Region pointing data:
* * * *

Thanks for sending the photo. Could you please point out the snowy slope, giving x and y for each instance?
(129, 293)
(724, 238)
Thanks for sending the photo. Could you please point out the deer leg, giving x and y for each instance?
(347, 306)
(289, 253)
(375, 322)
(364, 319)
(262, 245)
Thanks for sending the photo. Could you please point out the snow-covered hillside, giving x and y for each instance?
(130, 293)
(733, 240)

* * * *

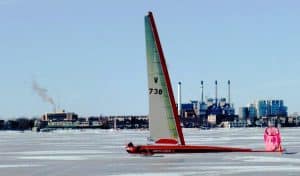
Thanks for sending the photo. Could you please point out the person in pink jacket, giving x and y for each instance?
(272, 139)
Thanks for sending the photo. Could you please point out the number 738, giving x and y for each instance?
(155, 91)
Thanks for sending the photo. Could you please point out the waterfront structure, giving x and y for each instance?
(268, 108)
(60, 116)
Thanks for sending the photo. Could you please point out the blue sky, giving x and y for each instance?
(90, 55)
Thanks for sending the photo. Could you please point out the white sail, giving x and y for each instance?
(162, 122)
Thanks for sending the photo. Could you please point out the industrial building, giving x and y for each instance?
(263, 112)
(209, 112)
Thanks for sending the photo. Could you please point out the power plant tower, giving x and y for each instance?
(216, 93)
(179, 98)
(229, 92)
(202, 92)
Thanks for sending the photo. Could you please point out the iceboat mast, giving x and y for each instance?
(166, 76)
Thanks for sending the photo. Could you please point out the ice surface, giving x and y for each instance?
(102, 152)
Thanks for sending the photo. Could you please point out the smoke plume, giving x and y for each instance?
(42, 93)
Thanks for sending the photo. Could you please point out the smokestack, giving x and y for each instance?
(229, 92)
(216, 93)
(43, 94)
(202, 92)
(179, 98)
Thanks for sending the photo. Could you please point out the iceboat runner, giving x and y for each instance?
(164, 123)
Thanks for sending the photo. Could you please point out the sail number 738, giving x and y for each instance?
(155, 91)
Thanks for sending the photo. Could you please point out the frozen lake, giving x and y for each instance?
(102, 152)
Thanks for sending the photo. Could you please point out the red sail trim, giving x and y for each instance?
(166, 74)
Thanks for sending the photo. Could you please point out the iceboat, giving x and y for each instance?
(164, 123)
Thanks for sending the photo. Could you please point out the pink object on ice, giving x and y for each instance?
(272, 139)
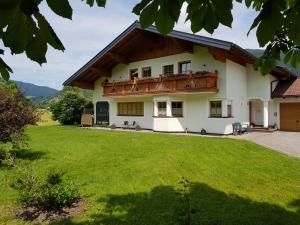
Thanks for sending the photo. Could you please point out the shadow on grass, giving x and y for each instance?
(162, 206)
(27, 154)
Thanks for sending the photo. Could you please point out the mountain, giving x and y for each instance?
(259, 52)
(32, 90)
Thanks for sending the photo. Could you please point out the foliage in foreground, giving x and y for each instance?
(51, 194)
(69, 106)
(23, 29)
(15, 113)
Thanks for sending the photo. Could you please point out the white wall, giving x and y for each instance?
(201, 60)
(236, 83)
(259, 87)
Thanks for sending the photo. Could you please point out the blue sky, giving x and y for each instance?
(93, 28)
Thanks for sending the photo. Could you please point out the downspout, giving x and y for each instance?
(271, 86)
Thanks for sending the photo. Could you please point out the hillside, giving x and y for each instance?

* * * *

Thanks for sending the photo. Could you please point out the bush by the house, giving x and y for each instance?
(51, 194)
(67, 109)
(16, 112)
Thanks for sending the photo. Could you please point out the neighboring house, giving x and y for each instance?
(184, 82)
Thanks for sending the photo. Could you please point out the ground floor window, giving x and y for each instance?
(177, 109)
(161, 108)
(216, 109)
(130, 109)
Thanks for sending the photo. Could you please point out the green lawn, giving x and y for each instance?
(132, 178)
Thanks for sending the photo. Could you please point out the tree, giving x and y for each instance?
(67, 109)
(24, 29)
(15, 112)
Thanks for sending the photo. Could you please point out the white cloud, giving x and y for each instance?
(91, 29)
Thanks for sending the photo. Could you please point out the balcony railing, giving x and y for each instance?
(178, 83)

* * * *

Extract exactly and only the lines above from the line containing "downspout, giving x and y for each instance?" through the line containing "the hillside, giving", both end lines included.

Thanks for sending the photo. Could you please point out the downspout, giving x and y for each instance?
(271, 86)
Thanks for sending the photo. Could you please point out the hillside, giving x and y for each instance?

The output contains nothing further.